→ Written problem
Please print the data below again, reproducing every line character for character.

Region labeling entries:
──────────────────────────────

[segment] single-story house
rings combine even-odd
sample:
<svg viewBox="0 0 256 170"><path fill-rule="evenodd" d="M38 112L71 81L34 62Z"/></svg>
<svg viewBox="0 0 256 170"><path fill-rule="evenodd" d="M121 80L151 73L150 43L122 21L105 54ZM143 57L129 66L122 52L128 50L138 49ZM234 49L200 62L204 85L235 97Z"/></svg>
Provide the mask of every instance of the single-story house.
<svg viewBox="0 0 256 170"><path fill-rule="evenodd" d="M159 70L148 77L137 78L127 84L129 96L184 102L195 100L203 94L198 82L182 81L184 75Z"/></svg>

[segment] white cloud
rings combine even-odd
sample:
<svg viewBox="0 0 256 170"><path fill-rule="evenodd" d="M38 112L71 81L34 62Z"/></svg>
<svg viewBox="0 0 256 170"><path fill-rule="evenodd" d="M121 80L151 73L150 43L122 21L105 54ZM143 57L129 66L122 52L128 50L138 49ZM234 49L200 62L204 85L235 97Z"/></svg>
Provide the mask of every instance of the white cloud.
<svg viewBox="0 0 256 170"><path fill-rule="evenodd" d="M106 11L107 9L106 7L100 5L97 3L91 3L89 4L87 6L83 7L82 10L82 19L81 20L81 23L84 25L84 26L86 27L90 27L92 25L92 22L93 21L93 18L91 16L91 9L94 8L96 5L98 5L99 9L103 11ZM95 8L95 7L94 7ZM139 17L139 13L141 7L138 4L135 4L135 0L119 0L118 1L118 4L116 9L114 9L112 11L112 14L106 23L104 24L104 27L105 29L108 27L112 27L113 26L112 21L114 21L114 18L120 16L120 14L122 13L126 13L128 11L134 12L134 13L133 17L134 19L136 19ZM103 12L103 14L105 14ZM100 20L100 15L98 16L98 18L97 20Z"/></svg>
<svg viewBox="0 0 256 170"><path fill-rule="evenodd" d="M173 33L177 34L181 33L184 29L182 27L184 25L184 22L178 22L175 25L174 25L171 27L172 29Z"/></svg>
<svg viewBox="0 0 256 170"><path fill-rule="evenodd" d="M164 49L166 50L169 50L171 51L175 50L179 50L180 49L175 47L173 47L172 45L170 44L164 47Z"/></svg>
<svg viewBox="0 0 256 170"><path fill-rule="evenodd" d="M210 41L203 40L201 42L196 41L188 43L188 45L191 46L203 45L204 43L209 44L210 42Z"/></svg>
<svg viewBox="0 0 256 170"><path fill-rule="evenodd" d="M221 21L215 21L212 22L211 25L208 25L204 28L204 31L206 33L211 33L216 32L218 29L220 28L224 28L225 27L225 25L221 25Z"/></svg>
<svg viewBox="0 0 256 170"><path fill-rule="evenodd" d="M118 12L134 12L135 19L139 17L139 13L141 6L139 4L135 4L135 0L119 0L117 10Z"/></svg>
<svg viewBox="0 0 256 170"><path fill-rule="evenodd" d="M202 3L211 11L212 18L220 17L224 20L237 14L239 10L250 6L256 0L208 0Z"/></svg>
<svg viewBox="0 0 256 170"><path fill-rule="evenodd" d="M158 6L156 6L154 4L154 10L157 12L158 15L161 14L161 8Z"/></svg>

──────────────────────────────

→ Output for this exercise
[segment] single-story house
rings combine even-odd
sample:
<svg viewBox="0 0 256 170"><path fill-rule="evenodd" d="M38 112L71 81L34 62Z"/></svg>
<svg viewBox="0 0 256 170"><path fill-rule="evenodd" d="M121 80L151 73L150 43L122 21L105 54ZM143 57L129 66L122 52L128 50L138 49ZM234 49L200 62L204 85L235 97Z"/></svg>
Provide the mask of every instance of the single-story house.
<svg viewBox="0 0 256 170"><path fill-rule="evenodd" d="M159 70L148 77L137 78L127 84L129 96L184 102L195 100L203 94L198 82L182 81L184 75Z"/></svg>

[segment] white cloud
rings combine even-odd
sample:
<svg viewBox="0 0 256 170"><path fill-rule="evenodd" d="M38 112L71 81L34 62Z"/></svg>
<svg viewBox="0 0 256 170"><path fill-rule="evenodd" d="M121 80L151 73L150 43L122 21L105 54ZM143 57L129 66L122 52L128 50L138 49ZM234 49L200 62L204 85L235 97Z"/></svg>
Provide the mask of every instance of the white cloud.
<svg viewBox="0 0 256 170"><path fill-rule="evenodd" d="M106 11L107 9L106 7L100 5L97 3L91 3L89 4L87 6L83 7L82 10L82 19L81 20L81 23L84 25L84 26L86 27L90 27L92 25L92 22L93 21L93 18L91 16L91 9L94 8L96 5L98 5L99 9L103 11ZM95 8L95 7L94 7ZM139 17L139 13L141 7L138 4L135 4L135 0L119 0L118 1L118 4L116 9L114 9L112 11L112 14L106 23L104 24L104 27L105 29L108 27L112 27L113 26L112 21L114 21L114 18L120 16L120 14L122 13L126 13L128 11L134 12L134 13L133 17L134 19L136 19ZM103 12L103 14L105 14ZM100 20L100 15L98 16L98 18L97 20Z"/></svg>
<svg viewBox="0 0 256 170"><path fill-rule="evenodd" d="M173 33L177 34L181 33L184 29L182 27L184 25L184 22L178 22L175 25L174 25L171 27L172 29Z"/></svg>
<svg viewBox="0 0 256 170"><path fill-rule="evenodd" d="M164 49L166 50L169 50L171 51L175 50L179 50L180 49L175 47L173 47L172 45L170 44L164 47Z"/></svg>
<svg viewBox="0 0 256 170"><path fill-rule="evenodd" d="M210 41L203 40L201 42L196 41L188 43L188 45L191 46L203 45L204 43L209 44L210 42Z"/></svg>
<svg viewBox="0 0 256 170"><path fill-rule="evenodd" d="M221 21L215 21L212 22L211 25L208 25L204 28L204 31L206 33L211 33L216 32L218 29L220 28L224 28L225 27L225 25L221 25Z"/></svg>
<svg viewBox="0 0 256 170"><path fill-rule="evenodd" d="M118 12L134 12L135 19L139 17L139 13L141 6L139 4L135 4L135 0L119 0L117 10Z"/></svg>
<svg viewBox="0 0 256 170"><path fill-rule="evenodd" d="M202 3L211 11L212 18L220 17L224 20L237 14L239 10L250 6L256 0L208 0Z"/></svg>
<svg viewBox="0 0 256 170"><path fill-rule="evenodd" d="M158 6L156 6L154 4L154 10L157 12L158 15L161 14L161 8Z"/></svg>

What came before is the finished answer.